**ASSIGNED TASK**
If a line in the data below holds the word "draw", copy it.

(INFORMATION)

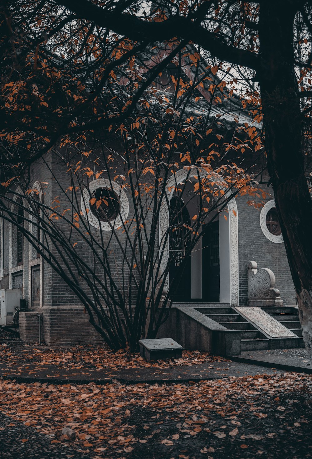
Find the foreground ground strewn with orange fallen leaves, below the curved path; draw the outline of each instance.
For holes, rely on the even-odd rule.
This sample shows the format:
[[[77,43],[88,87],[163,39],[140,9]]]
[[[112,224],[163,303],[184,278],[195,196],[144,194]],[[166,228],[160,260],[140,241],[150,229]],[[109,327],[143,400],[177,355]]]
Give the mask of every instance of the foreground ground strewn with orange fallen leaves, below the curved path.
[[[2,412],[92,458],[312,457],[311,407],[311,376],[295,373],[129,386],[0,381]]]

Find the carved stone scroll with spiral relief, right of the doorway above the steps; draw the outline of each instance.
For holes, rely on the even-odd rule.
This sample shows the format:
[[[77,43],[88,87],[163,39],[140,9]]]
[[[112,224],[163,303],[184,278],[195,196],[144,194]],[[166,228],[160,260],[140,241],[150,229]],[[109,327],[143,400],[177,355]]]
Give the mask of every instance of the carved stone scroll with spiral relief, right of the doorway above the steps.
[[[283,306],[279,290],[275,288],[275,276],[271,269],[257,269],[257,263],[248,263],[248,301],[249,306]]]

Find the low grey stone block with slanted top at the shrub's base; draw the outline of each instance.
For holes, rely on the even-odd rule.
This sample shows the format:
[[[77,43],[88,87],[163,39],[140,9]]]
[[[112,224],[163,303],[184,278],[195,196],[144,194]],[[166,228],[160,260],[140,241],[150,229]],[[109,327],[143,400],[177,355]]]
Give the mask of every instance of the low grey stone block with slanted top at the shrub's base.
[[[181,358],[183,347],[171,338],[139,340],[141,357],[149,360]]]

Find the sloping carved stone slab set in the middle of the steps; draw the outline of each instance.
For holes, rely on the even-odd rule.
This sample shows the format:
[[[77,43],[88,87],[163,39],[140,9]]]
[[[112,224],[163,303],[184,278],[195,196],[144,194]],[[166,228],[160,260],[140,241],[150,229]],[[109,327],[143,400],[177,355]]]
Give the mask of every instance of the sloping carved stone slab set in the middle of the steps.
[[[268,313],[256,306],[239,306],[234,308],[256,329],[267,338],[298,338],[295,333],[284,327],[278,320],[273,319]]]

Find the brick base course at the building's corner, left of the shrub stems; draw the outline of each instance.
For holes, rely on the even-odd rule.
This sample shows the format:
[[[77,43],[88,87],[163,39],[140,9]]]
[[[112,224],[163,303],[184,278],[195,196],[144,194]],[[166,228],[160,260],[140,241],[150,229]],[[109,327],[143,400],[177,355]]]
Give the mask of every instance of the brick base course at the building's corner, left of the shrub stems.
[[[42,308],[42,312],[44,340],[48,346],[103,342],[81,306]]]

(End INFORMATION)

**EXERCISE SOLUTION**
Find the foreground ground strewn with orange fallen leaves, below the curved path; draw the outline of each instance.
Find the carved stone scroll with spiral relief, right of the doorway above the steps; draw the outline of each instance.
Find the low grey stone block with slanted top at the shrub's base; draw the outline of each instance.
Find the sloping carved stone slab set in the middle of the steps; draw the outline of each instance.
Find the brick base course at the building's corner, left of the shrub stems; draw the outline of each instance.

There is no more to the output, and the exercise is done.